## Written instruction
Copy the following rows verbatim, line for line.

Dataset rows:
◇ ◇ ◇ ◇ ◇

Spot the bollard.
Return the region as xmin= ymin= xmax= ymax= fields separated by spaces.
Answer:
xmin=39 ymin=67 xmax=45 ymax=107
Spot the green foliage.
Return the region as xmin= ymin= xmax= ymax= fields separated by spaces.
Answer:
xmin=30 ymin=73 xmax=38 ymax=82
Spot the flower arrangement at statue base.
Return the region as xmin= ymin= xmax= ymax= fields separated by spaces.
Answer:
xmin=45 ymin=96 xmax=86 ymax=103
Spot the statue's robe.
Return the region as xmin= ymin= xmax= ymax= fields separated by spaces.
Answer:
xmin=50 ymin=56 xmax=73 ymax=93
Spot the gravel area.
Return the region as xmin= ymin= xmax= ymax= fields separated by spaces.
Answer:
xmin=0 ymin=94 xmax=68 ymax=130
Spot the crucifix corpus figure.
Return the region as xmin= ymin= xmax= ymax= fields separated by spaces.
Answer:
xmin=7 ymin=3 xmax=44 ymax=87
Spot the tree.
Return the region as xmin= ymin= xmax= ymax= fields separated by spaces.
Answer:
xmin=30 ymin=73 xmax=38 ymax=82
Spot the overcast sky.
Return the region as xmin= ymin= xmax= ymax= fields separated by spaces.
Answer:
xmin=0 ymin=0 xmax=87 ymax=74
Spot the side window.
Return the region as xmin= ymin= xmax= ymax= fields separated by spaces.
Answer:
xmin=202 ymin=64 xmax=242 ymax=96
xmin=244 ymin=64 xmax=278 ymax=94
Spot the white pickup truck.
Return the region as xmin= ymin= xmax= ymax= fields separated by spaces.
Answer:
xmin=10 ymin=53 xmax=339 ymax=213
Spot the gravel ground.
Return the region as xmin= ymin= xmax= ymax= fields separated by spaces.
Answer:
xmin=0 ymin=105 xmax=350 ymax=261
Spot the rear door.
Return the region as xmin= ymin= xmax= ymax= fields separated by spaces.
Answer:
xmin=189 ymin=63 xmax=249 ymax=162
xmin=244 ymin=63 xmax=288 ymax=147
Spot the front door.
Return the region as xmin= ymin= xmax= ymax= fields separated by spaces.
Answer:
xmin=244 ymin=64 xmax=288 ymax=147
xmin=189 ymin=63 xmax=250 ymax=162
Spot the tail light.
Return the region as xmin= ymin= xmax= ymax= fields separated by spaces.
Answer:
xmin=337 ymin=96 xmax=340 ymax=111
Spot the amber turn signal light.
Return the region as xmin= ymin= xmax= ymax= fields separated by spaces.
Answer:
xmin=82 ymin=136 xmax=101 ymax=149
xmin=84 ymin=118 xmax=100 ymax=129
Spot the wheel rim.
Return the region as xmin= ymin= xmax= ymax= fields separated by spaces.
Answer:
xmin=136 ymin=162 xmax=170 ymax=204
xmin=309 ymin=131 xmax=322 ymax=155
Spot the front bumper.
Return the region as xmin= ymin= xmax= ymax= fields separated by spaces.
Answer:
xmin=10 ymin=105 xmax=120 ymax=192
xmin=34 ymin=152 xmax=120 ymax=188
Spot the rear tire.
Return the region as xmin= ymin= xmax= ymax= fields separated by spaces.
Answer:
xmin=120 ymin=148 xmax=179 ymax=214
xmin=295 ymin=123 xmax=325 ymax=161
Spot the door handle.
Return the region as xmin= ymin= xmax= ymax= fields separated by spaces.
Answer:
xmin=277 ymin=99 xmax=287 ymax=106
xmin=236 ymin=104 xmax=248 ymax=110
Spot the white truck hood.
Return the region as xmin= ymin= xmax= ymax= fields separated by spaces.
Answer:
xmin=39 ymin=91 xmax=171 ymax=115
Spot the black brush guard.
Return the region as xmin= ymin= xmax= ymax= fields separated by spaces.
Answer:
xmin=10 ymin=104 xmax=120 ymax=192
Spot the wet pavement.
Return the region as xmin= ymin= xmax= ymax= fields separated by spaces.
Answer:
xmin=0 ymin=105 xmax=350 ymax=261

◇ ◇ ◇ ◇ ◇

## Response below
Spot the bollard.
Return the region as xmin= ymin= xmax= ymax= fields separated by spaces.
Answer:
xmin=39 ymin=67 xmax=45 ymax=107
Spot the green foliage.
Return the region as xmin= ymin= xmax= ymax= fields separated by spaces.
Answer:
xmin=30 ymin=73 xmax=38 ymax=82
Spot the flower arrangement at statue base.
Return the region as xmin= ymin= xmax= ymax= fields separated by spaces.
Answer:
xmin=45 ymin=96 xmax=86 ymax=103
Spot the statue's robe.
Return the region as xmin= ymin= xmax= ymax= fields separated by spaces.
Answer:
xmin=50 ymin=56 xmax=73 ymax=93
Spot the gravel area.
Return the region as xmin= ymin= xmax= ymax= fields separated by spaces.
Answer:
xmin=0 ymin=94 xmax=68 ymax=130
Spot the crucifix corpus figure.
Return the region as xmin= ymin= xmax= ymax= fields separated by spaces.
Answer:
xmin=7 ymin=3 xmax=44 ymax=87
Spot the tree.
Return the region as xmin= ymin= xmax= ymax= fields separated by spaces.
Answer:
xmin=30 ymin=73 xmax=38 ymax=82
Spot the overcast sky.
Return the region as xmin= ymin= xmax= ymax= fields separated by spaces.
Answer:
xmin=0 ymin=0 xmax=87 ymax=74
Spot the side window.
Return the region as xmin= ymin= xmax= ymax= fields separated by spaces.
Answer:
xmin=202 ymin=64 xmax=242 ymax=96
xmin=244 ymin=64 xmax=278 ymax=94
Spot the white pickup truck.
Return the region as xmin= ymin= xmax= ymax= fields separated by spaces.
Answer:
xmin=10 ymin=53 xmax=339 ymax=213
Spot the gravel ground.
Return the region as xmin= ymin= xmax= ymax= fields separated by spaces.
Answer:
xmin=0 ymin=105 xmax=350 ymax=261
Spot the rear door.
Return the region as xmin= ymin= xmax= ymax= fields separated by spaces.
Answer:
xmin=189 ymin=63 xmax=249 ymax=162
xmin=244 ymin=63 xmax=288 ymax=147
Spot the front door.
Return the region as xmin= ymin= xmax= ymax= fields separated by spaces.
Answer:
xmin=244 ymin=64 xmax=288 ymax=147
xmin=189 ymin=63 xmax=250 ymax=162
Spot the tail light.
Return the region as xmin= ymin= xmax= ymax= fields separated by spaces.
Answer:
xmin=337 ymin=96 xmax=340 ymax=111
Spot the amber turn signal light.
Return the region as xmin= ymin= xmax= ymax= fields separated by spaces.
Answer:
xmin=82 ymin=136 xmax=101 ymax=149
xmin=84 ymin=118 xmax=100 ymax=129
Spot the wheel rim.
Return the region as xmin= ymin= xmax= ymax= fields separated by spaces.
Answer:
xmin=136 ymin=162 xmax=170 ymax=204
xmin=309 ymin=131 xmax=322 ymax=155
Spot the front bumper.
Return the region as xmin= ymin= xmax= ymax= fields separated by spaces.
Answer:
xmin=10 ymin=105 xmax=120 ymax=192
xmin=34 ymin=152 xmax=120 ymax=188
Spot the rear tire.
Return the region as xmin= ymin= xmax= ymax= fields separated by spaces.
Answer:
xmin=120 ymin=148 xmax=179 ymax=214
xmin=295 ymin=123 xmax=325 ymax=161
Spot the door handle.
Return the region as xmin= ymin= xmax= ymax= fields separated by spaces.
Answer:
xmin=277 ymin=99 xmax=287 ymax=106
xmin=236 ymin=104 xmax=248 ymax=110
Spot the white truck hood.
Return the region as xmin= ymin= xmax= ymax= fields separated by spaces.
Answer:
xmin=39 ymin=91 xmax=171 ymax=115
Spot the black brush guard.
Return the region as xmin= ymin= xmax= ymax= fields separated by spaces.
Answer:
xmin=10 ymin=104 xmax=120 ymax=192
Spot the wet pavement.
Return the region as xmin= ymin= xmax= ymax= fields separated by spaces.
Answer:
xmin=0 ymin=105 xmax=350 ymax=261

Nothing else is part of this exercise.